> [What you need to do]: Copy the records from the line with "Category: white subway tile wall" through the line with "pixel 573 203", swapping "Format example" for "Sample format" and leaving everything else as is. Omit the pictures.

--------------------------------------------------

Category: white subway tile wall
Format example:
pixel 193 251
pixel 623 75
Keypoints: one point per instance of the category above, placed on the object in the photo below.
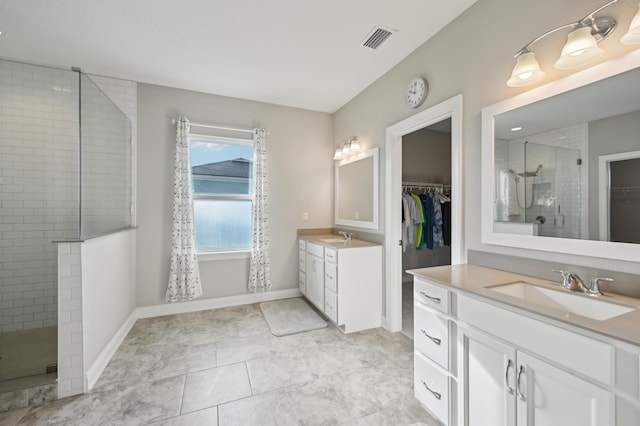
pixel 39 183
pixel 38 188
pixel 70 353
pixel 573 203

--------------------------------------------------

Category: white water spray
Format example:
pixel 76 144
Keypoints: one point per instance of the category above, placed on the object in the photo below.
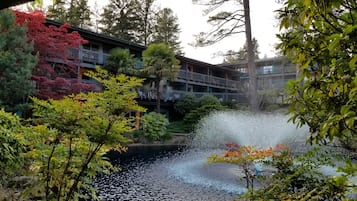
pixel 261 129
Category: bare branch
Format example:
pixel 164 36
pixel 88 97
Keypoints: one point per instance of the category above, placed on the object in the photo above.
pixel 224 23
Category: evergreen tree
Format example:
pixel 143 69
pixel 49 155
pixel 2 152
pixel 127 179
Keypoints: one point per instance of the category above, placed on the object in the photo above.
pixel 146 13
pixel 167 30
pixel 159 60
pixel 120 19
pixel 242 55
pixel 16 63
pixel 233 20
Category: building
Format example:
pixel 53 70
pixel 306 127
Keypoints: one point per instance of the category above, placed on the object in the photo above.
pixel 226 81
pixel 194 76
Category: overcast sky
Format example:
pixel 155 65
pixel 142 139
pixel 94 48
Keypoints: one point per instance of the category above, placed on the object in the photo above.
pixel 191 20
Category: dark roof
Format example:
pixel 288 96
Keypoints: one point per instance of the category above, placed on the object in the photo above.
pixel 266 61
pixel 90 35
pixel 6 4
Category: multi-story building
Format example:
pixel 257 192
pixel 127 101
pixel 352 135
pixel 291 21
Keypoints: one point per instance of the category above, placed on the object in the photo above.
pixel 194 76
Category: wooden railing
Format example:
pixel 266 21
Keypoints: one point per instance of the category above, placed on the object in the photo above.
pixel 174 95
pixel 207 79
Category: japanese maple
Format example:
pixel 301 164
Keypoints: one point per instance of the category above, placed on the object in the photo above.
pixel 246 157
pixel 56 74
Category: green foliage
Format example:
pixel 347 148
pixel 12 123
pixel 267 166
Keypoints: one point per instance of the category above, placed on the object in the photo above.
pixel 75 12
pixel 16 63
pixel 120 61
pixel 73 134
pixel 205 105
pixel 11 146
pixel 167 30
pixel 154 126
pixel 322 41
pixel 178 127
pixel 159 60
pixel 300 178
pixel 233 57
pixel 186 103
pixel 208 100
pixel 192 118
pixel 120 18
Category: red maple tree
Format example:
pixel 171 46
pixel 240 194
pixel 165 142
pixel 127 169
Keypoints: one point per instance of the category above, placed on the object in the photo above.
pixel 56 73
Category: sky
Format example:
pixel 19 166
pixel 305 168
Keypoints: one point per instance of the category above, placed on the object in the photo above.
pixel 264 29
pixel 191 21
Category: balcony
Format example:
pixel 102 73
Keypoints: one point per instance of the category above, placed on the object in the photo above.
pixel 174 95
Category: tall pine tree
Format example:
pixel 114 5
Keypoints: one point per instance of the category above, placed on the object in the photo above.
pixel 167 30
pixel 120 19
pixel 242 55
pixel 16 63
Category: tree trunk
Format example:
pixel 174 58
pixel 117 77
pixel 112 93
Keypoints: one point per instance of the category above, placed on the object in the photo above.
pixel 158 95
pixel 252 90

--------------------------------------------------

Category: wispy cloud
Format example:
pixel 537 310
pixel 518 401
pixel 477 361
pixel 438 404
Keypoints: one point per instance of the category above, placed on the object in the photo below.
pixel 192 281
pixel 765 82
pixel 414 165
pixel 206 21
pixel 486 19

--------------------------------------------------

> [Worked solution]:
Category: white subway tile wall
Sample format:
pixel 193 251
pixel 623 75
Keypoints: one point per instance of the category above, placed on the object in the photo below.
pixel 39 183
pixel 38 188
pixel 70 353
pixel 573 203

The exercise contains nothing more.